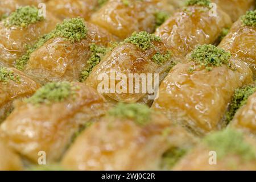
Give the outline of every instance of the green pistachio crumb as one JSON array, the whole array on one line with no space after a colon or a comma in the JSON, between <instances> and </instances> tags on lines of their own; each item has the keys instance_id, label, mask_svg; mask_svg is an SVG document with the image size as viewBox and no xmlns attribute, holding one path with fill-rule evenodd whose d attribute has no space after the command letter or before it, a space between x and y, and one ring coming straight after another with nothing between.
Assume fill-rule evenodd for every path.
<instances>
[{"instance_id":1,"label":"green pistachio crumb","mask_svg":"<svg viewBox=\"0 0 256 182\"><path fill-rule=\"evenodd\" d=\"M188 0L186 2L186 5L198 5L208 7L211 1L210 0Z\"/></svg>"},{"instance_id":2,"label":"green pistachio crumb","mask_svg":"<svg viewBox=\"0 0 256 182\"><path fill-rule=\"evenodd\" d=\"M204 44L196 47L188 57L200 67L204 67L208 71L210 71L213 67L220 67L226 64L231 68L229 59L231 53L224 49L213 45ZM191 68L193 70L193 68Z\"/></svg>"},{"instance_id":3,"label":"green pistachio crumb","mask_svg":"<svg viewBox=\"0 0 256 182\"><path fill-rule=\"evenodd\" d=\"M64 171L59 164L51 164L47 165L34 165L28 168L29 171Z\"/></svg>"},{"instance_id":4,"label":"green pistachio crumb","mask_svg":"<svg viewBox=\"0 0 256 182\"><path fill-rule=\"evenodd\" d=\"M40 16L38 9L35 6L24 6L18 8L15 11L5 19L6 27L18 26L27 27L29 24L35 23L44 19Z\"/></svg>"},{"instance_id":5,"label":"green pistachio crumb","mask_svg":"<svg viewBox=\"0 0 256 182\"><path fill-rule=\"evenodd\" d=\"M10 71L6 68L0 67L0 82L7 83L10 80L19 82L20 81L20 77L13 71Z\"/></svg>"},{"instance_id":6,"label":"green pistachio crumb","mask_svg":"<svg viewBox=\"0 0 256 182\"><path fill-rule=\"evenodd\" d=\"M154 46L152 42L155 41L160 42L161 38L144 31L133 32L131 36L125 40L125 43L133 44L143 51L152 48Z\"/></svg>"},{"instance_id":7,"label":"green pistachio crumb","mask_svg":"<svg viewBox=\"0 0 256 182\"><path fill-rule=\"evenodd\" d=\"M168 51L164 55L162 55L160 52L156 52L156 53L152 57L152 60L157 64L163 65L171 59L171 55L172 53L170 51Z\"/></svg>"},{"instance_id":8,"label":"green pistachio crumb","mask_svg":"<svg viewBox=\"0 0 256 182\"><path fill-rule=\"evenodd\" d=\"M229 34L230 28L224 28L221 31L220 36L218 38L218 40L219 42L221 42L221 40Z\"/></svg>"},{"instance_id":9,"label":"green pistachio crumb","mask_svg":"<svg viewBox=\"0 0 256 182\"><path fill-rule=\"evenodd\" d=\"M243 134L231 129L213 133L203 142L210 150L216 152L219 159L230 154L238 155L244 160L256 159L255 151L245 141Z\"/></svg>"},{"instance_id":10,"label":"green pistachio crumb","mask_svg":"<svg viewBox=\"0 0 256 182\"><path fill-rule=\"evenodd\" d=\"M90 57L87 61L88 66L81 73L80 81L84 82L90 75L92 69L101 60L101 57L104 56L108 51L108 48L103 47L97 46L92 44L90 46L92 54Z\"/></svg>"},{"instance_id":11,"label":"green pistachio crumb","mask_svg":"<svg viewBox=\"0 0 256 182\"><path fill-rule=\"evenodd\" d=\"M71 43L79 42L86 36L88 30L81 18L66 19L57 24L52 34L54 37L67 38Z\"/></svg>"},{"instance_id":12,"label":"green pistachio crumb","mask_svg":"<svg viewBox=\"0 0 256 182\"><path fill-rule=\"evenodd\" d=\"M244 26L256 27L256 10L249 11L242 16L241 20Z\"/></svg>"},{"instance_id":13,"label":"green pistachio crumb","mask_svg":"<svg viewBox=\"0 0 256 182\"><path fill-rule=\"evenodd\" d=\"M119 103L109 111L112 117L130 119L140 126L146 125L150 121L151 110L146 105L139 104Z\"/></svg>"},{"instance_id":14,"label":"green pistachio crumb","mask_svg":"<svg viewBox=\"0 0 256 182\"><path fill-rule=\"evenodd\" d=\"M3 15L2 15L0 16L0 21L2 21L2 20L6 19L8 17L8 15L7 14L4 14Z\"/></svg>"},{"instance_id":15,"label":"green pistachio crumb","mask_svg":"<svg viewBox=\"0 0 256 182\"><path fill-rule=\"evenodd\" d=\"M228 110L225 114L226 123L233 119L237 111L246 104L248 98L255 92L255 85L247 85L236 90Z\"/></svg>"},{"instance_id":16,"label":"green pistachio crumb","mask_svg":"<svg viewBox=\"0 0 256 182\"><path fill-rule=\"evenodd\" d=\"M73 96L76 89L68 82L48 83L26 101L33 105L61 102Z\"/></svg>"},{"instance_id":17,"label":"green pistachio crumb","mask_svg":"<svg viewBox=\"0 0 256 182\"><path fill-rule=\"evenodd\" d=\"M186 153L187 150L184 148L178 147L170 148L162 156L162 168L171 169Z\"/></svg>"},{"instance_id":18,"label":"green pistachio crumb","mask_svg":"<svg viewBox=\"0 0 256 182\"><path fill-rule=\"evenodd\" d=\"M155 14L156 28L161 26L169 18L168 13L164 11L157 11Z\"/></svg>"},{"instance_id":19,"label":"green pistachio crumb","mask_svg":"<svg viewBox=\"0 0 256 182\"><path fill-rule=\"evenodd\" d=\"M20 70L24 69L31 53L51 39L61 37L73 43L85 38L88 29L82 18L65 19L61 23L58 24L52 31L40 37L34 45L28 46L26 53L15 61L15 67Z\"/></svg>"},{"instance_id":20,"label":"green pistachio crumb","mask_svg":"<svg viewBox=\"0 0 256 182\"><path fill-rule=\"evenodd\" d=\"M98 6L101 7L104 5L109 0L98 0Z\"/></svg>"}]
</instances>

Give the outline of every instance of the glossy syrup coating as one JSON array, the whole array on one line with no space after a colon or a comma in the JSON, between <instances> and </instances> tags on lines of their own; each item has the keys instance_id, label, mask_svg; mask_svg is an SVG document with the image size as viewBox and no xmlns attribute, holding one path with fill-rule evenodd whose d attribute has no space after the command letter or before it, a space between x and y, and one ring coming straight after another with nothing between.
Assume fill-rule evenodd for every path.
-=-=-
• YOUR OBJECTIVE: Identify every line of the data above that contains the word "their", treating uppercase and lowercase as different, and copy each of those lines.

• COMPLETE ANSWER:
Give the outline of every instance of the green pistachio crumb as one JSON array, the whole array on one line with no space after a colon or a comma in the JSON, between <instances> and </instances> tags on lines of their own; each item has the keys instance_id, label, mask_svg; mask_svg is an SVG document with the image size as viewBox and no xmlns attribute, holding one path with fill-rule evenodd whose d attribute has no space after the command letter or before it, a space between x and y, and one ring coming straight after another with nothing between.
Give the outline of every instance of the glossy syrup coating as one JSON array, the whole array on one line with no space after a colon or a comma in the JSON, between <instances> and </instances> tags on lines of their own; each item has the keys instance_id, label, mask_svg; mask_svg is an SVG document with the image size as viewBox and no xmlns attribute, holding one path with fill-rule evenodd whose d attribute has no space after the command letter or before it, a space between x and y, and one ring coming straight after another with nothing between.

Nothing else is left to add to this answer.